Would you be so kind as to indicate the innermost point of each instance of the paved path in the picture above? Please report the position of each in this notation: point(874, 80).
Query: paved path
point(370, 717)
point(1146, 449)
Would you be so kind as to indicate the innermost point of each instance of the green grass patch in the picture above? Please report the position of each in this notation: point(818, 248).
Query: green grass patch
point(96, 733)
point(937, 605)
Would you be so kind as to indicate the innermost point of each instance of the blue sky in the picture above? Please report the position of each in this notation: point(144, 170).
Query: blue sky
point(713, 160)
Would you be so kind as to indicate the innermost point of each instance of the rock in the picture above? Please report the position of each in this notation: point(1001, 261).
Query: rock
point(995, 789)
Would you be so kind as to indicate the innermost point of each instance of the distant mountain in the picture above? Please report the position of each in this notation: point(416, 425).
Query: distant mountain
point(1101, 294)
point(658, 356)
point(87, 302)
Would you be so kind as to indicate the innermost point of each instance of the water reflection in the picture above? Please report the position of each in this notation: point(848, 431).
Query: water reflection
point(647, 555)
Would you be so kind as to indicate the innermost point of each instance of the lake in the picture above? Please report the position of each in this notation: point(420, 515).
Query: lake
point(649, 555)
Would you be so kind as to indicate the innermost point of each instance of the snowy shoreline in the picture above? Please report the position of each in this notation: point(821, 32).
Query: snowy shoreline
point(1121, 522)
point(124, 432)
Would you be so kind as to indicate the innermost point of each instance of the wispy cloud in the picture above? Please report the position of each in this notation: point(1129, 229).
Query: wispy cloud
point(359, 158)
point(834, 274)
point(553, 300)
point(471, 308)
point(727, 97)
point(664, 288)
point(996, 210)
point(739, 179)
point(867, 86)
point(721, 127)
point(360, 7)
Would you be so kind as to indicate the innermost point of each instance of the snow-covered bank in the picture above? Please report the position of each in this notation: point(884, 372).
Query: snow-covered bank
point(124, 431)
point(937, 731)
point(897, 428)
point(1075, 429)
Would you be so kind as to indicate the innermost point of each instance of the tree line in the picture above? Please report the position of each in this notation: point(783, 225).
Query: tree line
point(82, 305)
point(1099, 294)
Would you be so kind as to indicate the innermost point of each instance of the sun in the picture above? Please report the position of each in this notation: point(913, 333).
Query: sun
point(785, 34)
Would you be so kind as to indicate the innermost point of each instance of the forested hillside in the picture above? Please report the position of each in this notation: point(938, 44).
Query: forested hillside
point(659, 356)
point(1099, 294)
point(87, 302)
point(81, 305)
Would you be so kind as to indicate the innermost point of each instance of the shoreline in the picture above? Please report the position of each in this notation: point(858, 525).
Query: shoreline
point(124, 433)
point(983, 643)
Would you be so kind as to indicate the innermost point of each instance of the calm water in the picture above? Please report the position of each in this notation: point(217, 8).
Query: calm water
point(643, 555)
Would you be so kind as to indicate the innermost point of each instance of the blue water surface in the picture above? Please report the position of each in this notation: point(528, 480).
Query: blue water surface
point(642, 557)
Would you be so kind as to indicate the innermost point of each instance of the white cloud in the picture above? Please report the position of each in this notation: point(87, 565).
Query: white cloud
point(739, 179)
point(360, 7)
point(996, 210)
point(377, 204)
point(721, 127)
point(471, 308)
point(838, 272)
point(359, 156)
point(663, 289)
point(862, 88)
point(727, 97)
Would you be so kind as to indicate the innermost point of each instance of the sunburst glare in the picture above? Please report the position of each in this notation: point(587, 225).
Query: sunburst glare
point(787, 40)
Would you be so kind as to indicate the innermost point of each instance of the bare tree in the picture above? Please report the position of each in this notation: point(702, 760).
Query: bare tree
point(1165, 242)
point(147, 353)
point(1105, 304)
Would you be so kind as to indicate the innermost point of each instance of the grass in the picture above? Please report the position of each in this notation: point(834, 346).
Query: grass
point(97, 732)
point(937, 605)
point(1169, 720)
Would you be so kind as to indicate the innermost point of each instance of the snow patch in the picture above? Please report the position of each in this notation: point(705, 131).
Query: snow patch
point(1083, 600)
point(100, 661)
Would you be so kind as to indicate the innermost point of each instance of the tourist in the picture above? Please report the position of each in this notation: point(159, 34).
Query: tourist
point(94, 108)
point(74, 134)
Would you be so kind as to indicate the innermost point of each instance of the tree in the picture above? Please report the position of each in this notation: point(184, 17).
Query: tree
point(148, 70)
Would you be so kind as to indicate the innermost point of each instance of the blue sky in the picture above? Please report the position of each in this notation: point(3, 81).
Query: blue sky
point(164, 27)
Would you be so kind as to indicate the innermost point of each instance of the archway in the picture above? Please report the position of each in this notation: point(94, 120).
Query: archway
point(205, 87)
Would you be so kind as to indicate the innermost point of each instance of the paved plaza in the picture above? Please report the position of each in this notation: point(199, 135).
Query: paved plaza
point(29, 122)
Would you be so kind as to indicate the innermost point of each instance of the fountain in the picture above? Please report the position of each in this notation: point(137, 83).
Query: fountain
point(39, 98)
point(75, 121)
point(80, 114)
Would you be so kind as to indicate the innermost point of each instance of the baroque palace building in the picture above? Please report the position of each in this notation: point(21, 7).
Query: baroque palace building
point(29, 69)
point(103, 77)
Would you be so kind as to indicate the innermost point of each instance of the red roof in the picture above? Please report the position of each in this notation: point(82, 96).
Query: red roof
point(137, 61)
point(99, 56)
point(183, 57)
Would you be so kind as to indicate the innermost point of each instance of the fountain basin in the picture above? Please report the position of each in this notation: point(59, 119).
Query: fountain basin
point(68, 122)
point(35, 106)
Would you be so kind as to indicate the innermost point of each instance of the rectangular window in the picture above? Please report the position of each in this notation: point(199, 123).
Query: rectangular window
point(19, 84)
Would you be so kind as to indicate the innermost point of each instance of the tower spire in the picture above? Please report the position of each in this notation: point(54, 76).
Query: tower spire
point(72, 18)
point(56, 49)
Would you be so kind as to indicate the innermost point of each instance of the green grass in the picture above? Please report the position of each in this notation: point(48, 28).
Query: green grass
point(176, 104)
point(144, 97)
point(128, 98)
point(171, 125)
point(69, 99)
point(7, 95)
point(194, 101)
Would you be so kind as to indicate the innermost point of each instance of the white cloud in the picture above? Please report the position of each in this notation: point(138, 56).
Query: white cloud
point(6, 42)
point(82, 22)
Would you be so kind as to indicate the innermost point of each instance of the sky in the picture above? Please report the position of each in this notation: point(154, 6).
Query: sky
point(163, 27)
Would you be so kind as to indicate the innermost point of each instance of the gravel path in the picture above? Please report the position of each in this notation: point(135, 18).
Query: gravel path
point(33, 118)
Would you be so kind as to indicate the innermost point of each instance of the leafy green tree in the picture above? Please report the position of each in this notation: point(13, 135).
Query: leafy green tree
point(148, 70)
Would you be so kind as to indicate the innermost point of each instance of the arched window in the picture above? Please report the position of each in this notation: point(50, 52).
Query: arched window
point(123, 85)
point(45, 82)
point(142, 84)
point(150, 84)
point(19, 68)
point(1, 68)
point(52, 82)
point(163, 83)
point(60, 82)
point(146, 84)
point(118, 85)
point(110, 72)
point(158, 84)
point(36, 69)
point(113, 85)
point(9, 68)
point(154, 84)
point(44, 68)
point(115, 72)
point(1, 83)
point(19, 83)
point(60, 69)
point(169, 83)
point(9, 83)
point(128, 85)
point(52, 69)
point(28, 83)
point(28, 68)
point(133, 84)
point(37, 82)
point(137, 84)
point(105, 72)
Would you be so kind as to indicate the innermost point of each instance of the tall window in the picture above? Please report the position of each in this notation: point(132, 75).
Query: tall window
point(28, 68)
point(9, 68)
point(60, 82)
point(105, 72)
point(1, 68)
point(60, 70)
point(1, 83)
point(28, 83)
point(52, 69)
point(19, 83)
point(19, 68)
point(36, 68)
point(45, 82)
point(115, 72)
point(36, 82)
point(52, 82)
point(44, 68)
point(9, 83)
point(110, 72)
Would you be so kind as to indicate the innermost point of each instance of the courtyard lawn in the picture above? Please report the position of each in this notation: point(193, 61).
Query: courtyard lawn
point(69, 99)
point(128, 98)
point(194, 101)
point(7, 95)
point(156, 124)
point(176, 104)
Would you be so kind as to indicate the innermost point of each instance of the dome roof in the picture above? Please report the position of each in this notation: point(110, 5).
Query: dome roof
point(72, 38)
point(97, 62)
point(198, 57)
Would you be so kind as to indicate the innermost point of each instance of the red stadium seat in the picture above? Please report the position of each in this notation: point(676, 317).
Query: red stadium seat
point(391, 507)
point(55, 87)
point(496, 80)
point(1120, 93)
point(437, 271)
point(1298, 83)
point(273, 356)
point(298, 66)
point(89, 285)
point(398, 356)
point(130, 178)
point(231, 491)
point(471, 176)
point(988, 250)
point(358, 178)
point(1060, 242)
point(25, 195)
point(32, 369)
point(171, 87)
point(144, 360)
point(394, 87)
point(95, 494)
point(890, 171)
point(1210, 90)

++++++

### TASK
Output the data as a Markdown table with the columns "Row" and "Line," one numbered row per line, starting at the first line of the data and ending at the line that contains "point(649, 555)". Leave out any blank lines.

### OUTPUT OF THE TASK
| Row | Line |
|---|---|
| 1 | Would you be so kind as to indicate the innermost point of each instance of the paved path in the picture above? Please report the position of each in this notation: point(874, 80). |
| 2 | Query: paved path |
| 3 | point(370, 717) |
| 4 | point(1146, 449) |
| 5 | Would you be so kind as to indicate the innermost point of each instance of the green grass patch in the picture above? Please report the position of each in this notation: point(818, 248). |
| 6 | Query: green grass patch |
| 7 | point(96, 733) |
| 8 | point(937, 605) |
| 9 | Would you be so kind as to indicate the innermost point of each instance of the blue sky in the picture above? Please report the position of each in this notation: point(144, 170). |
| 10 | Query: blue sky |
| 11 | point(713, 160) |
| 12 | Would you be so kind as to indicate the innermost point of each instance of the rock in the picture above? Please report the position of each in this notation: point(1001, 261). |
| 13 | Query: rock |
| 14 | point(995, 789) |
| 15 | Would you be so kind as to indicate the innermost point of each instance of the distant mountain in the picture above? Please report the position of each in this notation: point(416, 425). |
| 16 | Query: distant mountain |
| 17 | point(1101, 294) |
| 18 | point(658, 356) |
| 19 | point(87, 302) |
| 20 | Would you be so kind as to indicate the innermost point of each instance of the water reflection in the picture above? Please report the position of each in this notation: point(848, 431). |
| 21 | Query: water reflection |
| 22 | point(647, 555) |
| 23 | Would you be so kind as to indicate the innermost point of each instance of the lake in the picture above? Please report the position of each in this notation: point(420, 515). |
| 24 | Query: lake |
| 25 | point(649, 555) |